Repeat every entry in the listing below, exactly.

═════ Dataset records

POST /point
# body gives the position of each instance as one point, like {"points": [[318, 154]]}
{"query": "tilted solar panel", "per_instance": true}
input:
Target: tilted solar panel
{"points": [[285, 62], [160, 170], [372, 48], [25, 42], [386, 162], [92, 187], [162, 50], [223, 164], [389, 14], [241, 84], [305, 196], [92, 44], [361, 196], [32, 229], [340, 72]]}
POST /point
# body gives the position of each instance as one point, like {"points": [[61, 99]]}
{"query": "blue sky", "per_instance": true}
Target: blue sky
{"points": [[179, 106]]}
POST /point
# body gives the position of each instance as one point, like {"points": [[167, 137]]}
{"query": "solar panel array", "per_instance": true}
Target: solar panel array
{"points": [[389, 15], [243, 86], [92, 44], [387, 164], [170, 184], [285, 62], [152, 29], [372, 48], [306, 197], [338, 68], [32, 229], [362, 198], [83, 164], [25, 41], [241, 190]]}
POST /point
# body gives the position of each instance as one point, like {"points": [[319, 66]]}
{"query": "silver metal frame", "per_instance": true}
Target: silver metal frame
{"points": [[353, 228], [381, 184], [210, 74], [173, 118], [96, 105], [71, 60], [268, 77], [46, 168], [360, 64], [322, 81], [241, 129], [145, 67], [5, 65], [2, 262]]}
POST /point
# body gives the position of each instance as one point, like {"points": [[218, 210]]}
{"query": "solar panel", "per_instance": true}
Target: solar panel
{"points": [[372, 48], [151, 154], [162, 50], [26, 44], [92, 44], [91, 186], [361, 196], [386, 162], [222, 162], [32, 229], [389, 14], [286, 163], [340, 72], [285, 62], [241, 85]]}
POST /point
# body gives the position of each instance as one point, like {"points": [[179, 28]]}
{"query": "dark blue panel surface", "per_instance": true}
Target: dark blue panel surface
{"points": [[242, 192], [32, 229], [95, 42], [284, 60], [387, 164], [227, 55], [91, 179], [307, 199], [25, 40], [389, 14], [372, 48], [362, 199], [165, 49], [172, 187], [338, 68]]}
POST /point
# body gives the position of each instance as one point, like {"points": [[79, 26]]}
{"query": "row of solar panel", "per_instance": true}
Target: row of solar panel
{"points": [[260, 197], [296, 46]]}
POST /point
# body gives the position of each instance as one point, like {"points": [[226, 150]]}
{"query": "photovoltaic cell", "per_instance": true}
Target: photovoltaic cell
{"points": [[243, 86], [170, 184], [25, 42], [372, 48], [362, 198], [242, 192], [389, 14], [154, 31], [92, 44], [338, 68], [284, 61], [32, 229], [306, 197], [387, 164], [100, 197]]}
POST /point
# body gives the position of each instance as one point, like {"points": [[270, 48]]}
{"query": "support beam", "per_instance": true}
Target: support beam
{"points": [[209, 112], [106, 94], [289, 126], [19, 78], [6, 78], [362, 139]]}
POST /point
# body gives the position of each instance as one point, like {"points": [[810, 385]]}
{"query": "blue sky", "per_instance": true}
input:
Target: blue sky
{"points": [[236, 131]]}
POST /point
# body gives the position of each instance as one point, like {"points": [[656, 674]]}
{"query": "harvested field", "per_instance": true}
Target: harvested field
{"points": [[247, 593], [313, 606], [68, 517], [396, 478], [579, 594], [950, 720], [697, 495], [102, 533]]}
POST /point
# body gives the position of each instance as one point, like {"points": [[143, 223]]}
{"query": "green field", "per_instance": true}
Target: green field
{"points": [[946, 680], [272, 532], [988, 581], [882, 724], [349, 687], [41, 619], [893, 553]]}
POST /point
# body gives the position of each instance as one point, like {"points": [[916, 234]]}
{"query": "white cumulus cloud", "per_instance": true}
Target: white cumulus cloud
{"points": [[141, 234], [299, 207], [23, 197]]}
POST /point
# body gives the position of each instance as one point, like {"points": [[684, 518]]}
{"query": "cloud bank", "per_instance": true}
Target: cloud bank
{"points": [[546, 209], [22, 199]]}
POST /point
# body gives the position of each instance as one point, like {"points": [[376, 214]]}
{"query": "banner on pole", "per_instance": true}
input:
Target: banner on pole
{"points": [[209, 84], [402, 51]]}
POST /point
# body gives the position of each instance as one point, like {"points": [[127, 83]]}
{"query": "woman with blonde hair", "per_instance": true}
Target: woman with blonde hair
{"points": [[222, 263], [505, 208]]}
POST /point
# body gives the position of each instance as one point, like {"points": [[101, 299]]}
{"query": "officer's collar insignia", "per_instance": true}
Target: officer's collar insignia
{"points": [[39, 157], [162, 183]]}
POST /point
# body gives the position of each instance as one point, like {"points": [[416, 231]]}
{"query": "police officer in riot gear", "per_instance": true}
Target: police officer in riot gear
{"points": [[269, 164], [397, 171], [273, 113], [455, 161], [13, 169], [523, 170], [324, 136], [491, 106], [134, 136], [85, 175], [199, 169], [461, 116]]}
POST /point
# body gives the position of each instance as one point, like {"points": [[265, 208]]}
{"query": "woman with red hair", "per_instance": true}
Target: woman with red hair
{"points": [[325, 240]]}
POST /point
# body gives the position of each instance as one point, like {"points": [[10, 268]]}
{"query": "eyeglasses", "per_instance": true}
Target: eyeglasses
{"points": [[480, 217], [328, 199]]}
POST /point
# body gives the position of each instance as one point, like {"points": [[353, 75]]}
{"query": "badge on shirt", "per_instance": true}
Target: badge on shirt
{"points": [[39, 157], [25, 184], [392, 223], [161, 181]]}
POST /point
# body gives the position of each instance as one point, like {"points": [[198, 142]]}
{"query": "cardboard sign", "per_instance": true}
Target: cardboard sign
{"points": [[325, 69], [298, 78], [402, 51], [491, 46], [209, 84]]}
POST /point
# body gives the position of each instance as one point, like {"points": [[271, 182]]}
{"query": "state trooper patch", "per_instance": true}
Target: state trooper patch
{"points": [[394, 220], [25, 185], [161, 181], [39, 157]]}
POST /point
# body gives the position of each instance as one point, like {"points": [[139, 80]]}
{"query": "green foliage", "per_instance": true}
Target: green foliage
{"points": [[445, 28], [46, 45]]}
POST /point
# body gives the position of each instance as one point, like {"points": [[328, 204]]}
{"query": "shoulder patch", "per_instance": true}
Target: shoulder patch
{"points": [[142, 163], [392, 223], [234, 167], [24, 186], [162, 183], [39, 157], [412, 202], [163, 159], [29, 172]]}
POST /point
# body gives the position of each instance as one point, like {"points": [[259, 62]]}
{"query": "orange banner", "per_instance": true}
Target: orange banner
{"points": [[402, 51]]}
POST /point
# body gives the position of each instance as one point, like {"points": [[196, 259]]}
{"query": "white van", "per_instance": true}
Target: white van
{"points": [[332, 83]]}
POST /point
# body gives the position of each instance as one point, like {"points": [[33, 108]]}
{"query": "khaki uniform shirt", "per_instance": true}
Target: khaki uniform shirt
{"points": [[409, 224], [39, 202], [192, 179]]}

══════════

*Answer to the problem*.
POST /point
# body gives the position of each instance as one point, like {"points": [[318, 154]]}
{"query": "tilted solar panel", "per_instance": true}
input:
Target: tilted solar panel
{"points": [[285, 62], [160, 170], [372, 48], [25, 42], [386, 162], [92, 187], [162, 50], [223, 164], [389, 14], [241, 84], [305, 196], [92, 44], [361, 196], [32, 229], [340, 72]]}
POST /point
# body gives the position of each instance as one point, like {"points": [[61, 99]]}
{"query": "blue sky", "per_instance": true}
Target: blue sky
{"points": [[179, 106]]}
POST /point
# body gives the position of each instance as one point, like {"points": [[167, 137]]}
{"query": "solar panel array", "per_instance": true}
Target: solar panel array
{"points": [[389, 15], [243, 86], [92, 44], [387, 164], [170, 184], [285, 62], [152, 29], [372, 48], [306, 197], [338, 68], [32, 229], [362, 198], [83, 164], [25, 41], [241, 190]]}
POST /point
# body gives the position of each instance as one point, like {"points": [[319, 66]]}
{"query": "silver metal frame", "per_instance": true}
Target: silver metal frame
{"points": [[353, 228], [381, 184], [210, 74], [173, 118], [96, 105], [71, 60], [268, 77], [46, 168], [360, 64], [322, 81], [241, 129], [145, 67], [5, 65], [2, 262]]}
POST /point
# body gives the position of each instance as one point, like {"points": [[218, 210]]}
{"query": "solar panel", "per_instance": true}
Target: solar panel
{"points": [[372, 48], [151, 154], [162, 50], [26, 44], [92, 44], [91, 186], [361, 196], [386, 162], [222, 162], [32, 229], [389, 14], [286, 163], [340, 72], [285, 62], [241, 85]]}
POST /point
# body gives the position of each instance as one point, like {"points": [[179, 28]]}
{"query": "dark blue panel surface", "per_instance": true}
Target: dark blue panel surface
{"points": [[242, 192], [32, 229], [95, 42], [284, 60], [387, 164], [227, 55], [91, 179], [307, 199], [25, 40], [389, 14], [372, 48], [362, 199], [165, 49], [172, 187], [338, 68]]}
POST /point
# body gives the position of each instance as one point, like {"points": [[79, 26]]}
{"query": "row of solar panel", "per_instance": true}
Target: row of solar panel
{"points": [[260, 197], [296, 46]]}
POST /point
# body gives the position of each instance as one point, like {"points": [[226, 150]]}
{"query": "photovoltaic cell", "per_instance": true}
Target: photovoltaic cell
{"points": [[243, 86], [170, 184], [25, 42], [372, 48], [362, 198], [242, 192], [389, 14], [154, 31], [92, 44], [338, 68], [284, 61], [32, 229], [306, 197], [387, 164], [100, 197]]}
POST /point
# body gives the position of each instance as one point, like {"points": [[270, 48]]}
{"query": "support beam", "per_instance": true}
Target: support beam
{"points": [[209, 112], [106, 94], [289, 126], [19, 78], [6, 78], [362, 139]]}
POST /point
# body gives the position of each instance as one point, like {"points": [[810, 385]]}
{"query": "blue sky", "per_instance": true}
input:
Target: blue sky
{"points": [[236, 131]]}
POST /point
# body gives the position of each instance as one point, like {"points": [[656, 674]]}
{"query": "harvested field", "per_instance": true}
Target: harvested field
{"points": [[247, 593], [313, 606], [68, 517], [396, 478], [579, 594], [950, 720], [697, 495], [102, 533]]}
POST /point
# body gives the position of each instance as one point, like {"points": [[143, 223]]}
{"query": "green field", "per_instance": true}
Target: green field
{"points": [[946, 680], [272, 532], [988, 581], [882, 724], [349, 687], [41, 619], [893, 553]]}
POST /point
# body gives the position of each instance as one point, like {"points": [[916, 234]]}
{"query": "white cumulus cloud", "per_instance": true}
Target: white cumulus cloud
{"points": [[141, 234], [299, 207], [23, 197]]}
POST /point
# body gives the position of each instance as one point, like {"points": [[684, 518]]}
{"query": "cloud bank", "per_instance": true}
Target: cloud bank
{"points": [[546, 209], [22, 199]]}
POST /point
# body gives the position of each instance as one point, like {"points": [[376, 214]]}
{"query": "banner on pole", "per_instance": true}
input:
Target: banner on pole
{"points": [[209, 84], [402, 51]]}
POST /point
# body gives the position of each instance as one point, like {"points": [[127, 83]]}
{"query": "woman with blonde hair", "per_instance": true}
Target: woman with blonde hair
{"points": [[222, 263], [505, 208]]}
POST /point
# body gives the position of each instance as one point, like {"points": [[101, 299]]}
{"query": "officer's collar insignia", "per_instance": true}
Target: officer's collar insignia
{"points": [[39, 157], [162, 183]]}
POST /point
# body gives the position of each instance as one point, like {"points": [[416, 231]]}
{"query": "police officer in riot gear", "per_instance": true}
Target: police officer in riot gear
{"points": [[269, 164], [397, 171], [273, 113], [455, 161], [13, 169], [523, 170], [324, 136], [491, 106], [134, 136], [85, 175], [199, 169], [461, 116]]}
POST /point
# body gives the position of each instance as one point, like {"points": [[265, 208]]}
{"query": "woman with red hair", "per_instance": true}
Target: woman with red hair
{"points": [[325, 240]]}
POST /point
# body gives the position of each instance as one point, like {"points": [[10, 268]]}
{"query": "eyeglasses", "per_instance": true}
Target: eyeglasses
{"points": [[480, 217], [328, 199]]}
POST /point
# body gives the position of each instance as one point, like {"points": [[353, 75]]}
{"query": "badge on shirt", "per_instance": true}
Target: badge on shirt
{"points": [[39, 157], [25, 184], [392, 223], [161, 181]]}
POST /point
# body gives the position of each instance as one point, like {"points": [[198, 142]]}
{"query": "cardboard sign", "per_instance": true}
Target: cardboard sign
{"points": [[325, 69], [298, 78], [402, 51], [491, 46], [209, 84]]}
POST /point
# body gives the position of each instance as one point, like {"points": [[271, 182]]}
{"query": "state trooper patch", "per_instance": true}
Target: state trooper patch
{"points": [[394, 220], [25, 185], [161, 181], [39, 157]]}
POST /point
# body gives the position of each instance as one point, like {"points": [[139, 80]]}
{"query": "green foliage", "per_instance": true}
Target: green foliage
{"points": [[445, 28], [46, 45]]}
POST /point
# body gives the position of each instance as one point, like {"points": [[328, 204]]}
{"query": "shoulder patch", "per_instance": true}
Target: shoulder patch
{"points": [[142, 163], [392, 223], [234, 167], [24, 186], [162, 183], [39, 157], [412, 202], [163, 159], [29, 172]]}
POST /point
# body gives the position of each instance as one point, like {"points": [[259, 62]]}
{"query": "orange banner", "per_instance": true}
Target: orange banner
{"points": [[402, 51]]}
POST /point
# body gives the position of each instance as one point, like {"points": [[196, 259]]}
{"query": "white van", "per_instance": true}
Target: white van
{"points": [[332, 83]]}
POST /point
# body gives the position of each instance as one point, like {"points": [[33, 108]]}
{"query": "khaki uniform shirt", "per_instance": true}
Target: khaki uniform shirt
{"points": [[409, 224], [39, 202], [192, 179]]}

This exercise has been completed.